- [SOURCE TEXT]:
════════════════

Happy Thanksgiving everyone – there is much to be thankful for this year.  Next Tuesday is the babies 1st birthday and marks the one-year anniversary of this journey.

Mysterious Ailment

a little bit of ornery

Those of you who know me, know that I’m the direct, sometimes step on toes, not always diplomatic in my approach type person. So, you may question this new ailment I mentioned the other day as actually being “new”. As part of this donating a part of my body to another, I’ve really been taking a hard look at my life. Not spending too much time dwelling on the past, I can’t change that – but focusing on the present and the future. This is allowing me to determine what am I most thankful for, what I actually ENJOY doing and what are those things that perhaps I can do without. Unfortunately, for those that work with me – this introspection has crossed over into my professional life. And where in the past – I may have answered a request with – of course, I’d be glad to do that for you – I’m now finding myself questioning why I’m being asked to do something, and sometimes saying – get ready….NO! This has kind of surprised some folks. What? I asked someone to present or to review and fill in blanks and they are questioning it? Now, I am being diplomatic and trying to be helpful in this process, but I’m really learning that people don’t like to be questioned. Thus, in a conversation with a very bright more medical friend – she suggested that the removal of Brutus has stopped the suppression of a sort of orneryinhibitor enzyme. Yep….I’m more ornery with only one kidney! What has been interesting – is a number of things I’m asked to do – when I push back – the person isn’t sure why I’m doing it. It’s just the way it’s always been done. And you know what – this type of thing spills into our personal lives too. So while maybe questioning behaviors and expectations is a bit heightened in me, I don’t think it’s the result of only one kidney, but more the result of a fairly significant life change. One that is making me realize the importance of simplification, streamlining, getting rid of baggage, etc – and it’s something that everyone can do. I’m convinced we make this world much too complicated.

════════════════

[Data records]
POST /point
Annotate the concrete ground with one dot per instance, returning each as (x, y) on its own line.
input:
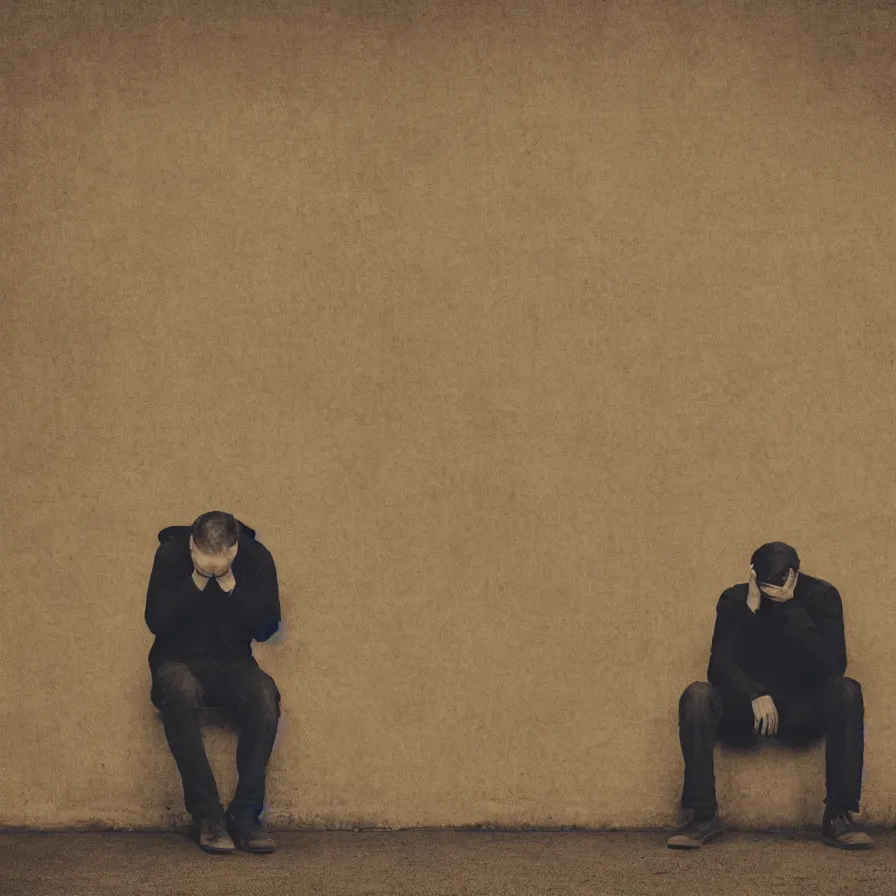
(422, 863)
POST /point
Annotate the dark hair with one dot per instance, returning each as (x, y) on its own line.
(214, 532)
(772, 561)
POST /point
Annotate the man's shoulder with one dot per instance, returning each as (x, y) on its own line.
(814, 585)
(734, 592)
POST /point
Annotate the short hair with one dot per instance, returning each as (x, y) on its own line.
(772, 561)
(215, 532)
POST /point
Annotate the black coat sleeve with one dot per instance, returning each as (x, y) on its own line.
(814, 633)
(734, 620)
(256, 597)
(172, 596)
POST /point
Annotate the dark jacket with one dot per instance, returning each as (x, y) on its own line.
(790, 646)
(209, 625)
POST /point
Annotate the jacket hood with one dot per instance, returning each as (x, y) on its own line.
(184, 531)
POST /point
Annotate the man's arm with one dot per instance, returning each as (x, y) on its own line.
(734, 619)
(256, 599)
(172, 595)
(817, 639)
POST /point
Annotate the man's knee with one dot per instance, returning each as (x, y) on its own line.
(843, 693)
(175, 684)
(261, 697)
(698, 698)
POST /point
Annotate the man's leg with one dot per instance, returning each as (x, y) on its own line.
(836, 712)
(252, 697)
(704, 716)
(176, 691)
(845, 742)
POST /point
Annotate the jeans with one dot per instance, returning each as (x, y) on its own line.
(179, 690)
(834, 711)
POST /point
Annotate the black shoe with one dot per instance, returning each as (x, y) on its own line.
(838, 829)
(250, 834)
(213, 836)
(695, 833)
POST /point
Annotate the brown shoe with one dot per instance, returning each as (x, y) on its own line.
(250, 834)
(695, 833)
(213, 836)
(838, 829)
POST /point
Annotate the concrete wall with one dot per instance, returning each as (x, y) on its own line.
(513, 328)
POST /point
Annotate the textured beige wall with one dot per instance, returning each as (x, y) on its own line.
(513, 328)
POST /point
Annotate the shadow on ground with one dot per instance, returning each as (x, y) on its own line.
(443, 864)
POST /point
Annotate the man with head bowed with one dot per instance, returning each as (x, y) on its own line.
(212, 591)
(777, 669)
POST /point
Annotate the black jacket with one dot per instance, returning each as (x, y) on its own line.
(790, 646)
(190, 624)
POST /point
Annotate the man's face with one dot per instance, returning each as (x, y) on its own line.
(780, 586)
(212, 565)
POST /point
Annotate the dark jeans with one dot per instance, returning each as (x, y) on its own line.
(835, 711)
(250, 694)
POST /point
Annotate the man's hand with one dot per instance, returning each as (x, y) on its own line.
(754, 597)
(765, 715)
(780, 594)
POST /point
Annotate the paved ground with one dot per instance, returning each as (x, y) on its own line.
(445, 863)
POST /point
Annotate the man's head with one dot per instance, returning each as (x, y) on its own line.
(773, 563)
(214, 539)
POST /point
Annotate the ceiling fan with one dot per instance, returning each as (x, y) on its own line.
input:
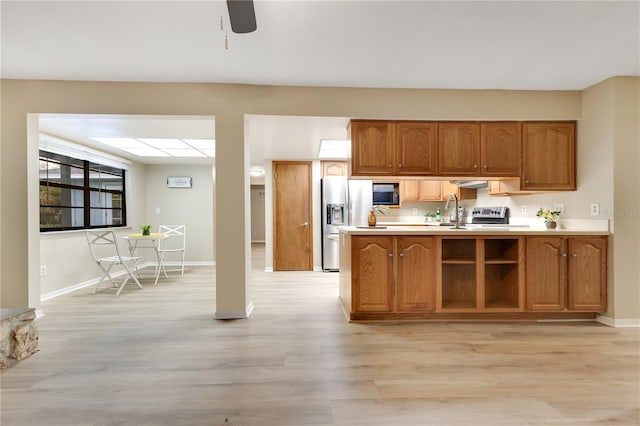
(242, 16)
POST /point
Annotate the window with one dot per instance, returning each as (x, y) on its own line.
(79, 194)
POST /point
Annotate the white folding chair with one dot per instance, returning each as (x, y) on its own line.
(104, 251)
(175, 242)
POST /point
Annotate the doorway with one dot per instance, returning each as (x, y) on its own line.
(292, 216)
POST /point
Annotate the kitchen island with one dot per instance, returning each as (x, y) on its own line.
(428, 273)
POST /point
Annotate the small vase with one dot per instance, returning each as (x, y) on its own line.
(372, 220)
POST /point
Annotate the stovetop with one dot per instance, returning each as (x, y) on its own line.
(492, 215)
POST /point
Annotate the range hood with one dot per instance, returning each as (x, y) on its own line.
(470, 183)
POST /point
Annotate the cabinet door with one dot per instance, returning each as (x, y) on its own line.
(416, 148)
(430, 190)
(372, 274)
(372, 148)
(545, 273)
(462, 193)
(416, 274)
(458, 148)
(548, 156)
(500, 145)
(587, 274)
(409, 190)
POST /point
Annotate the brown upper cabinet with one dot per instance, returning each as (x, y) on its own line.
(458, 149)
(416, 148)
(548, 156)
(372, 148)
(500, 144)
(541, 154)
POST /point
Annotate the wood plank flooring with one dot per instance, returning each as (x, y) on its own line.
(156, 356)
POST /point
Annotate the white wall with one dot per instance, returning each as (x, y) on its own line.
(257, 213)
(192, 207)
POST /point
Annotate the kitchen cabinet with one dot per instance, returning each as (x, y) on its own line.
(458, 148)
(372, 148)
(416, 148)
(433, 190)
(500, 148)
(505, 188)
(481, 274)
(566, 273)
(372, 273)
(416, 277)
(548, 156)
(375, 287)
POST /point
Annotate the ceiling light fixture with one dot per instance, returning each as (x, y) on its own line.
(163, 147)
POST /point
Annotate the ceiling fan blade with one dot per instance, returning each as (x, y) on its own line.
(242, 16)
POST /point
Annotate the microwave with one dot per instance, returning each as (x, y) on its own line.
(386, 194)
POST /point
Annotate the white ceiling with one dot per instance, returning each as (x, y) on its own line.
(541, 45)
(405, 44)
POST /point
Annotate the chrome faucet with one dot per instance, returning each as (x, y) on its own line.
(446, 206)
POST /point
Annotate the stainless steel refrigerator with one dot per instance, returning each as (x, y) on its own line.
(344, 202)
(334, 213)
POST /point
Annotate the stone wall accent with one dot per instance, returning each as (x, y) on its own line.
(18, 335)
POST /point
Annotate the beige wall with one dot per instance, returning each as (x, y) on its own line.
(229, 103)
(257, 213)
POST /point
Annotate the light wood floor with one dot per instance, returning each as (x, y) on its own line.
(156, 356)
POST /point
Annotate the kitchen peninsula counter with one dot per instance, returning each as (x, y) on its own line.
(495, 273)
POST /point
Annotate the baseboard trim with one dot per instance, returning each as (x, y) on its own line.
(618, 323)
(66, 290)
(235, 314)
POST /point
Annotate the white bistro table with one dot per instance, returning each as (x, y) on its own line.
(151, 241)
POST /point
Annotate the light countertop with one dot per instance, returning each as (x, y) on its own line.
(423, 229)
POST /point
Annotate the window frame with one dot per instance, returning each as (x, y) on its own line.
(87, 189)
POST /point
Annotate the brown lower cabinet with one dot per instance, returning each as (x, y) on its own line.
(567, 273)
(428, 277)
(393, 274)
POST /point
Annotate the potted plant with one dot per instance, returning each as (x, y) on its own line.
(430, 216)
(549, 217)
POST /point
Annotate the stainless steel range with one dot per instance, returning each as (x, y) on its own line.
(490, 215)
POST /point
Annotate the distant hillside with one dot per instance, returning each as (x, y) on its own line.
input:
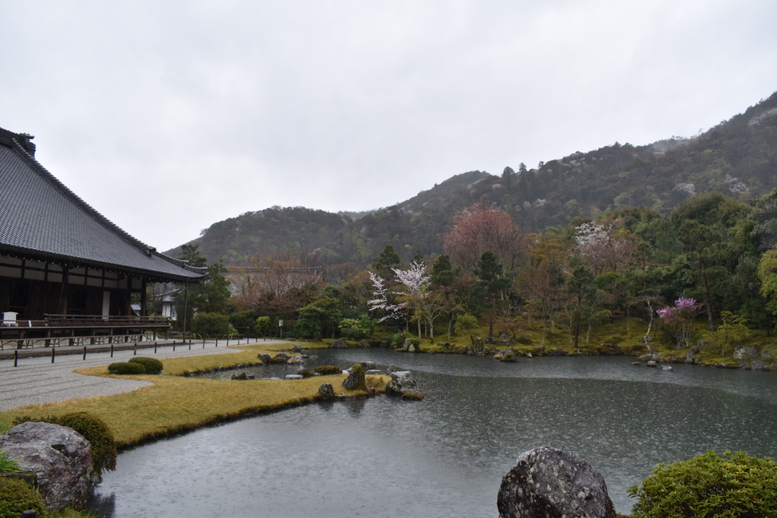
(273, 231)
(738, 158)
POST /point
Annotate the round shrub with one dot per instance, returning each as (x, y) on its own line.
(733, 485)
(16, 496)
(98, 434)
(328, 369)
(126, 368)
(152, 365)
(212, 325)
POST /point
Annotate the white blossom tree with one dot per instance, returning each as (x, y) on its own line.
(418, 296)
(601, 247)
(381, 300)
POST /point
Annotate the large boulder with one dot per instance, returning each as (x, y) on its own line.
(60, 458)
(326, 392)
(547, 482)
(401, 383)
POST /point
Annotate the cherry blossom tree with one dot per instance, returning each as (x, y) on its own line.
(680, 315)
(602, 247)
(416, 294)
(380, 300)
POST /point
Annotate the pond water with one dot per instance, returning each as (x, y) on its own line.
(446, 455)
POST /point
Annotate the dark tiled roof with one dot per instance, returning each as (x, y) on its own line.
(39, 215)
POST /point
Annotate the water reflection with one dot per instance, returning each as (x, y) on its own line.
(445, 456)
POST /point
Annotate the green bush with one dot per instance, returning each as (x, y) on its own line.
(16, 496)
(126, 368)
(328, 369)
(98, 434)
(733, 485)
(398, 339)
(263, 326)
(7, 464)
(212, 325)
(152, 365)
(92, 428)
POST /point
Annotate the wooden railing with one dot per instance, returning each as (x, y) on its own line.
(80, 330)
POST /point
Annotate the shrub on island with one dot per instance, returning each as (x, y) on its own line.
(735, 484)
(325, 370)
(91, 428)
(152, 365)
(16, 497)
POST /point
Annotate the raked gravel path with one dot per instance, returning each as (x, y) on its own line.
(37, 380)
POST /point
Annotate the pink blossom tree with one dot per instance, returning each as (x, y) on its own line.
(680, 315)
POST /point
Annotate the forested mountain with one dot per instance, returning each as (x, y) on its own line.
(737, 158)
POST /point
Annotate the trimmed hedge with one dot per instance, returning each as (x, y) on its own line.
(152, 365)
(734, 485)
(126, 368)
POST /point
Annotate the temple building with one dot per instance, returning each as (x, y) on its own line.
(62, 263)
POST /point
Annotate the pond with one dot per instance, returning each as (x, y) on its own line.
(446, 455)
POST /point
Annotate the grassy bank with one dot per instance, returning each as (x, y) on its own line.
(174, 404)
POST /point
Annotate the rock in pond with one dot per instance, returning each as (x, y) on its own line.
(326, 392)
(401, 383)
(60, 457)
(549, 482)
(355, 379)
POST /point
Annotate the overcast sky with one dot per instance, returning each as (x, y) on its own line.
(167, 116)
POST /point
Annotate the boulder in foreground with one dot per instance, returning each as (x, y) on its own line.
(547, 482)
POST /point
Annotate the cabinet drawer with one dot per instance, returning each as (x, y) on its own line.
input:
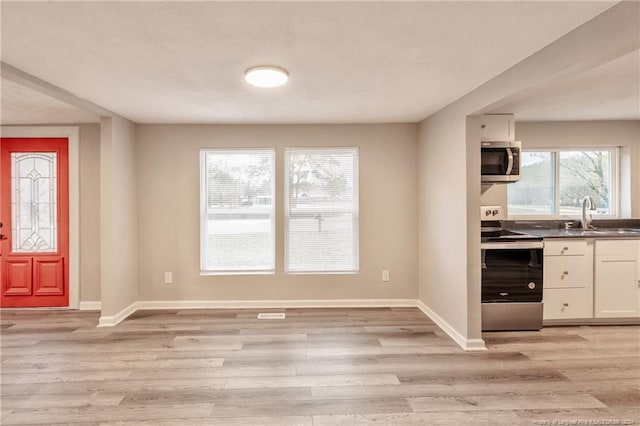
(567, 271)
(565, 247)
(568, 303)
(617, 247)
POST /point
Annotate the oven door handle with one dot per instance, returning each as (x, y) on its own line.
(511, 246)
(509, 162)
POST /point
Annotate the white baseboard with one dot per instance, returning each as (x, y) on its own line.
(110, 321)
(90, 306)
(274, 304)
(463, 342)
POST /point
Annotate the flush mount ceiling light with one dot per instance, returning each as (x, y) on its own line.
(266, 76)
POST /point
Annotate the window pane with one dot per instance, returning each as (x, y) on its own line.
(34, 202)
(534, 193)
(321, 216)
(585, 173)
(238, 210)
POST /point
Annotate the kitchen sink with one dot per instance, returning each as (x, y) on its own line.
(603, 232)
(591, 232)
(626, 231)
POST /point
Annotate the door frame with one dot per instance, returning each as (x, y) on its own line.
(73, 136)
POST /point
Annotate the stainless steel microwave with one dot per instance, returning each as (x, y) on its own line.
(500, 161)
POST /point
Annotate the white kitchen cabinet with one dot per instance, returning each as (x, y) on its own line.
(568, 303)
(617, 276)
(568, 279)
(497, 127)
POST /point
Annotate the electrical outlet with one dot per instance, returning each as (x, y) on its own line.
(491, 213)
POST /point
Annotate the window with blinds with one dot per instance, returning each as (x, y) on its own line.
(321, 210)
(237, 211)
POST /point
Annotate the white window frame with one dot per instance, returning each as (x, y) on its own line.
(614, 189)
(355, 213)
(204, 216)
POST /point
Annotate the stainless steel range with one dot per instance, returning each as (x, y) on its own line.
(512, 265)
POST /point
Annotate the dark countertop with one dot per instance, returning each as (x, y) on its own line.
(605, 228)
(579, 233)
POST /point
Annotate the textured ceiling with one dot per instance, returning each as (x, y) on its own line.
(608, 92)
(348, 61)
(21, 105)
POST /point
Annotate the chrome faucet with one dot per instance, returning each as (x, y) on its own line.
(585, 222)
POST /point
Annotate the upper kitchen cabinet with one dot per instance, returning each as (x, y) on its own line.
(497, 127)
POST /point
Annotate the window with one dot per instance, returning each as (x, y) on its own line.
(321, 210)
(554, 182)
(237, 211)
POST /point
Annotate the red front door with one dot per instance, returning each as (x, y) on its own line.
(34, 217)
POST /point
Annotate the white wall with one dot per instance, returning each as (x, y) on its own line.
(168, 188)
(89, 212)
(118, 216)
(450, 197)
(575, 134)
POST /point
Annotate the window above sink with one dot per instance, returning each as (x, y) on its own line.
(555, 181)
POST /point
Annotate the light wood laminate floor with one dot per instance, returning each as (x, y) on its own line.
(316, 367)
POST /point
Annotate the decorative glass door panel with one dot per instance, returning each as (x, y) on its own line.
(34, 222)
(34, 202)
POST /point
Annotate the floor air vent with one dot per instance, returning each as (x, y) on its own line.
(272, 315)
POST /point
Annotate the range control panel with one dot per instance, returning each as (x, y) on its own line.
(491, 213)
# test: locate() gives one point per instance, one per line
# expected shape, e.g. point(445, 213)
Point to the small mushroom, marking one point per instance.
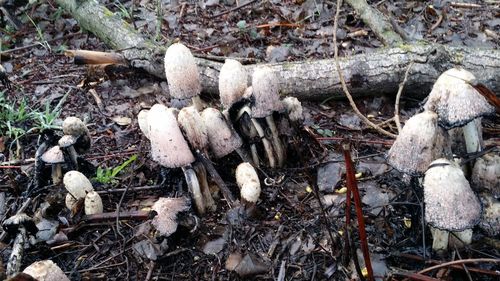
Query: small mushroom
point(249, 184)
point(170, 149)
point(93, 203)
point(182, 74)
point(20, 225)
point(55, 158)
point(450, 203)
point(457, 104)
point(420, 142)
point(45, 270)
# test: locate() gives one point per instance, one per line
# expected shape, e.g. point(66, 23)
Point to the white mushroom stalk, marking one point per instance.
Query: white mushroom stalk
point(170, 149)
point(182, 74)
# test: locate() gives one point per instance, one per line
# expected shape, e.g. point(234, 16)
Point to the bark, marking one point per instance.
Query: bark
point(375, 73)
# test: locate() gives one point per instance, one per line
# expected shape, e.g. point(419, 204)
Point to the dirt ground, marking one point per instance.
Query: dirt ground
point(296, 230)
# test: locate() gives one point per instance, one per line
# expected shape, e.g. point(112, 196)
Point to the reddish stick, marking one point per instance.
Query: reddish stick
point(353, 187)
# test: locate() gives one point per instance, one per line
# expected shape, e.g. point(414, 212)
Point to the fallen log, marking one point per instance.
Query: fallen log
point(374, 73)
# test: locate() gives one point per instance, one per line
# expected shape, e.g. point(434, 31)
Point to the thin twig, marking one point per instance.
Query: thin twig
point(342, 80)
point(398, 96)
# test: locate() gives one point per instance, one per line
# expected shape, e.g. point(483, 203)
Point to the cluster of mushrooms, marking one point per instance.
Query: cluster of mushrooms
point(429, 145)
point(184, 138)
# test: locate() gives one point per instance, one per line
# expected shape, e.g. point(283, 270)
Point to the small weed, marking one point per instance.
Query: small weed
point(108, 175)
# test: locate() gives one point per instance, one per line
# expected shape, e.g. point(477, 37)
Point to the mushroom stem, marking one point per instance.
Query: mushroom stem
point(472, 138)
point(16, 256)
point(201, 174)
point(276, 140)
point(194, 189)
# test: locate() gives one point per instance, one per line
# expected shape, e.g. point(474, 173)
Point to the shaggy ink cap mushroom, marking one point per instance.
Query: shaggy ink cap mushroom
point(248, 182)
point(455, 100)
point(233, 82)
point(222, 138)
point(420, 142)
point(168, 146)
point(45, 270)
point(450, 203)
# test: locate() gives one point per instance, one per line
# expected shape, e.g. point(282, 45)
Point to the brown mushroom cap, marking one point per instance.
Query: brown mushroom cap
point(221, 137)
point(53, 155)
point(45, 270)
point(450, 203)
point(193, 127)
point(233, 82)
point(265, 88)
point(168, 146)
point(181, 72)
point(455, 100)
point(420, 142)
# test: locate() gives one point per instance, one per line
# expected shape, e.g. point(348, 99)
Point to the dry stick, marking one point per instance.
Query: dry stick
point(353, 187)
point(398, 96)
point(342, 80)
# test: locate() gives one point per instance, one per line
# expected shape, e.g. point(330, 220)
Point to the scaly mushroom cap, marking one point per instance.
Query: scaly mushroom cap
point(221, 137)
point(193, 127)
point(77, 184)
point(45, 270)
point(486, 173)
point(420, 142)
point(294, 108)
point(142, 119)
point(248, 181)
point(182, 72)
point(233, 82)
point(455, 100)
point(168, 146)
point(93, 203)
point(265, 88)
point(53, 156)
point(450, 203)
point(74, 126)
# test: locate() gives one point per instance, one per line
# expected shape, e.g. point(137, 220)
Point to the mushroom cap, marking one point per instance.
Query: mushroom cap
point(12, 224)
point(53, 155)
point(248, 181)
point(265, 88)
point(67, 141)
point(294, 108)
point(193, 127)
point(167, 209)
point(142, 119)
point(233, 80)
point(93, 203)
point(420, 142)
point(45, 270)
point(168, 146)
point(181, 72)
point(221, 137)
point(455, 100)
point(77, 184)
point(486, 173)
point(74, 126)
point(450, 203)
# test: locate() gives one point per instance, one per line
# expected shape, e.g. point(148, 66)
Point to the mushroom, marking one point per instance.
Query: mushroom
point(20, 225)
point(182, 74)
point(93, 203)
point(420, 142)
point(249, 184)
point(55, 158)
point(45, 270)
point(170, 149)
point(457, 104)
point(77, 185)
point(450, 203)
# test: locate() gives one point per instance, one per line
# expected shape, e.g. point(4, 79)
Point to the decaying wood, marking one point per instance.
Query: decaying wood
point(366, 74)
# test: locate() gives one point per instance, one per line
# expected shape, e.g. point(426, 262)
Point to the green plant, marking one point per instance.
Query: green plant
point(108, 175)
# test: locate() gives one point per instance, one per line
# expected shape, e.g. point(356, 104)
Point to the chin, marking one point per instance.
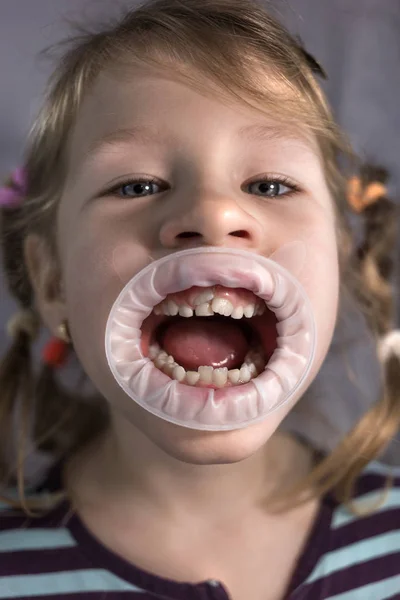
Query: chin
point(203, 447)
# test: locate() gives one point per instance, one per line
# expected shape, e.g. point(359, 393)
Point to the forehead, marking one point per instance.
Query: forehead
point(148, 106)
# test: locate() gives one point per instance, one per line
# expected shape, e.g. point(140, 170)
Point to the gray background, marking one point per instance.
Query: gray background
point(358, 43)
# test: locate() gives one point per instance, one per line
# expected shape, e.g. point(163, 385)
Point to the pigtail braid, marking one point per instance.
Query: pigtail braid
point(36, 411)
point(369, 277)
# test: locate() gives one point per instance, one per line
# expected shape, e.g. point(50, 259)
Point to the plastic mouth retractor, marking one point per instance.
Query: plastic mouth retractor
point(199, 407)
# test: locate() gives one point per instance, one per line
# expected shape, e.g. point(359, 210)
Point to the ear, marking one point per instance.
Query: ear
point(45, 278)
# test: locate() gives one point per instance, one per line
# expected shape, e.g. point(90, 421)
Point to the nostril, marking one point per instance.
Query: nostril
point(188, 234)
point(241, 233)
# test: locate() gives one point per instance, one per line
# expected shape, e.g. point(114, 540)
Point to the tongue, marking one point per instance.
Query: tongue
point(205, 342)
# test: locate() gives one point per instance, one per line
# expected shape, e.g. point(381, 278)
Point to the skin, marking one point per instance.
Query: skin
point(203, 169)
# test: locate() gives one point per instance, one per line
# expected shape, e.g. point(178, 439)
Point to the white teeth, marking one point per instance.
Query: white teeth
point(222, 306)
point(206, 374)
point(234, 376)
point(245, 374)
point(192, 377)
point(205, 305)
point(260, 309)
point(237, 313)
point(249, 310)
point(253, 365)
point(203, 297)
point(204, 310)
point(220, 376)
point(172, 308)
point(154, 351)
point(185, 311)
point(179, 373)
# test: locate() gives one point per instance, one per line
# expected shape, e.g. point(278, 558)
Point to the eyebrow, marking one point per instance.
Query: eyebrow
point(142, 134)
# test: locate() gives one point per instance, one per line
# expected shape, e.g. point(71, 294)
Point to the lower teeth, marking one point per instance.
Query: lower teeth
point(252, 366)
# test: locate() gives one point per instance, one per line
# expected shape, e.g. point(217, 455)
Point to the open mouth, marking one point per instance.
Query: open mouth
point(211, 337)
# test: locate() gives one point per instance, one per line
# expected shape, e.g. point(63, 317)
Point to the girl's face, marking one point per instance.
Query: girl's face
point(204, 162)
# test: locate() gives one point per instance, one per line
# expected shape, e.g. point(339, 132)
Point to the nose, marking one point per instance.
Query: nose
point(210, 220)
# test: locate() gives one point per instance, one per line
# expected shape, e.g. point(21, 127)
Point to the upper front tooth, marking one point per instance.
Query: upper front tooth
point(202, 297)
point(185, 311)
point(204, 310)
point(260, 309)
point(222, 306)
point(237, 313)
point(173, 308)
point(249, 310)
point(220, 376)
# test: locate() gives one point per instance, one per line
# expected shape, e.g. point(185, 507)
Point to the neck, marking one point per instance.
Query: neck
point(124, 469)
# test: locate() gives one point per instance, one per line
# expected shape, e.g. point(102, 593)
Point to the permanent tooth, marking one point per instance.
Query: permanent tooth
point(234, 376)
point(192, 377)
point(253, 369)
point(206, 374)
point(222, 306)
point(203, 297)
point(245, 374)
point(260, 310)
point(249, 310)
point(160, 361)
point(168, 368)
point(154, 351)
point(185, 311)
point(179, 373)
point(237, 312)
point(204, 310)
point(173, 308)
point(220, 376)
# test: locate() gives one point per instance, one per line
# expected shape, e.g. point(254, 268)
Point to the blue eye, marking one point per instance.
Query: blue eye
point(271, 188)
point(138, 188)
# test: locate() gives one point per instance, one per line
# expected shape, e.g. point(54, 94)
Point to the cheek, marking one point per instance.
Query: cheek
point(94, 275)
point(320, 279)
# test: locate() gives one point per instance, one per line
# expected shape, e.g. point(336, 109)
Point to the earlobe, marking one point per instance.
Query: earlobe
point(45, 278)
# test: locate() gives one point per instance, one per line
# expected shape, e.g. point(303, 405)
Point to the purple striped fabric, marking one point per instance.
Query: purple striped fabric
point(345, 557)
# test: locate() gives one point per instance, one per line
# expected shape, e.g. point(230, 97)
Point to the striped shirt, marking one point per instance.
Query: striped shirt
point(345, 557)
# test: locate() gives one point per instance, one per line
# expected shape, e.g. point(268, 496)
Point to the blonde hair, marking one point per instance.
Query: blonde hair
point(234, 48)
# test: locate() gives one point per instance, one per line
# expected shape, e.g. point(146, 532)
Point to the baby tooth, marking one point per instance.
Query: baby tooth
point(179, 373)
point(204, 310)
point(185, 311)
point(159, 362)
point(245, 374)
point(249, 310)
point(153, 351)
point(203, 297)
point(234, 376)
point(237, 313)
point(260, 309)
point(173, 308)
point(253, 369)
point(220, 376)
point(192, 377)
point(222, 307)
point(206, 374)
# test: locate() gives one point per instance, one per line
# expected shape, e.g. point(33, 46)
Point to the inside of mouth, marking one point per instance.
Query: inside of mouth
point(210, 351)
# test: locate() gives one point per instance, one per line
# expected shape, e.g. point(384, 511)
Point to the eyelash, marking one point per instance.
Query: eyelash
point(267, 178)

════════════════

Please list the three things that, according to the kidney donation text above, the writer's hard look at life is helping them determine.

- [ANSWER TO THIS PROBLEM]:
- What the writer is most thankful for
- What the writer actually enjoys doing
- What things the writer can perhaps do without